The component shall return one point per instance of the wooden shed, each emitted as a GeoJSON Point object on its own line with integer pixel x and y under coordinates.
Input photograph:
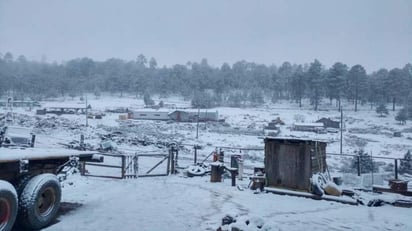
{"type": "Point", "coordinates": [290, 163]}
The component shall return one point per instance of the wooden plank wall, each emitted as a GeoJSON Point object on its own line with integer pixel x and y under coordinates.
{"type": "Point", "coordinates": [289, 164]}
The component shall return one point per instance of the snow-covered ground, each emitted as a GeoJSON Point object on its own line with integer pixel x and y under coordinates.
{"type": "Point", "coordinates": [178, 202]}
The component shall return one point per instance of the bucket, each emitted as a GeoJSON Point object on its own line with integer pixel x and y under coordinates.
{"type": "Point", "coordinates": [337, 180]}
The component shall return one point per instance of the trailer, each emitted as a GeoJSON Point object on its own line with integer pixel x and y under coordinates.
{"type": "Point", "coordinates": [30, 190]}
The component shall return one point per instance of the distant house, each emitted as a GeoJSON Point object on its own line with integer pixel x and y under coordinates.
{"type": "Point", "coordinates": [191, 116]}
{"type": "Point", "coordinates": [272, 129]}
{"type": "Point", "coordinates": [149, 115]}
{"type": "Point", "coordinates": [308, 127]}
{"type": "Point", "coordinates": [328, 123]}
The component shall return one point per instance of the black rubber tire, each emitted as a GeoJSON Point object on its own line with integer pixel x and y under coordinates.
{"type": "Point", "coordinates": [8, 206]}
{"type": "Point", "coordinates": [39, 201]}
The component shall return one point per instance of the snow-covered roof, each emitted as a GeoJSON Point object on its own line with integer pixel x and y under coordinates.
{"type": "Point", "coordinates": [309, 124]}
{"type": "Point", "coordinates": [13, 154]}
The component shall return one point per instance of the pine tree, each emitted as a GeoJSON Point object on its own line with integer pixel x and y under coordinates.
{"type": "Point", "coordinates": [406, 164]}
{"type": "Point", "coordinates": [382, 110]}
{"type": "Point", "coordinates": [402, 116]}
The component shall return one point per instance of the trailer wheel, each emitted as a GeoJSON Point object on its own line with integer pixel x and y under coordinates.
{"type": "Point", "coordinates": [39, 201]}
{"type": "Point", "coordinates": [8, 206]}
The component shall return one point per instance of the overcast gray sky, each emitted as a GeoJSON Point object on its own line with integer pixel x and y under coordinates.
{"type": "Point", "coordinates": [374, 33]}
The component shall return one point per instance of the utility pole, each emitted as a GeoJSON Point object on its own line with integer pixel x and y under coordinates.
{"type": "Point", "coordinates": [87, 122]}
{"type": "Point", "coordinates": [197, 127]}
{"type": "Point", "coordinates": [341, 129]}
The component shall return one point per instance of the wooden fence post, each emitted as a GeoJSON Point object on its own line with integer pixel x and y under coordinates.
{"type": "Point", "coordinates": [123, 166]}
{"type": "Point", "coordinates": [396, 169]}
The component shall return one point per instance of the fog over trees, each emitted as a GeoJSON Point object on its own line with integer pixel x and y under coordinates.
{"type": "Point", "coordinates": [241, 84]}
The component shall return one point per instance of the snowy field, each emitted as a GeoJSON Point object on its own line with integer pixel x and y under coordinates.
{"type": "Point", "coordinates": [178, 202]}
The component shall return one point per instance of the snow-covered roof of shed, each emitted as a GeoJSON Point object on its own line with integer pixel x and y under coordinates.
{"type": "Point", "coordinates": [294, 139]}
{"type": "Point", "coordinates": [309, 124]}
{"type": "Point", "coordinates": [13, 154]}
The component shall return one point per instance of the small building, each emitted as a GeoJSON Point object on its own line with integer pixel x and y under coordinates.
{"type": "Point", "coordinates": [290, 163]}
{"type": "Point", "coordinates": [308, 127]}
{"type": "Point", "coordinates": [19, 103]}
{"type": "Point", "coordinates": [62, 110]}
{"type": "Point", "coordinates": [149, 115]}
{"type": "Point", "coordinates": [328, 123]}
{"type": "Point", "coordinates": [191, 116]}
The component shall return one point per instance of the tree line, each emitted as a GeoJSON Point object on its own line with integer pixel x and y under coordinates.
{"type": "Point", "coordinates": [241, 84]}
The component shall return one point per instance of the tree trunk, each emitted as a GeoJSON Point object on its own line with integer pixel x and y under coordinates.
{"type": "Point", "coordinates": [393, 103]}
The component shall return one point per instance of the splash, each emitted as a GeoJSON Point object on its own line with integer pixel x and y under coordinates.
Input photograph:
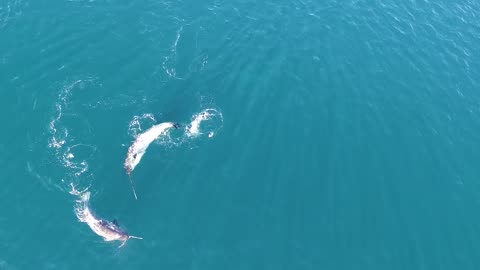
{"type": "Point", "coordinates": [72, 156]}
{"type": "Point", "coordinates": [139, 121]}
{"type": "Point", "coordinates": [208, 121]}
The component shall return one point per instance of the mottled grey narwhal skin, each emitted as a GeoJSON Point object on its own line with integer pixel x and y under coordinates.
{"type": "Point", "coordinates": [140, 145]}
{"type": "Point", "coordinates": [109, 231]}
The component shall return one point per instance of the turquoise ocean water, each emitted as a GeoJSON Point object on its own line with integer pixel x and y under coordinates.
{"type": "Point", "coordinates": [341, 134]}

----------

= WORK REQUIRED =
Please format everything from the line containing "of the turquoise" down to the end of the data as a two-column CSV with the header instruction,points. Give one row for each instruction and its answer, with each value in a single quoted field and line breaks replaced by spaces.

= RESPONSE TO THIS TASK =
instruction,points
"The component shall return one point per instance of the turquoise ocean water, each emitted as a GeoJSON Point object on its own line with integer pixel x and y under coordinates.","{""type"": ""Point"", ""coordinates"": [341, 134]}"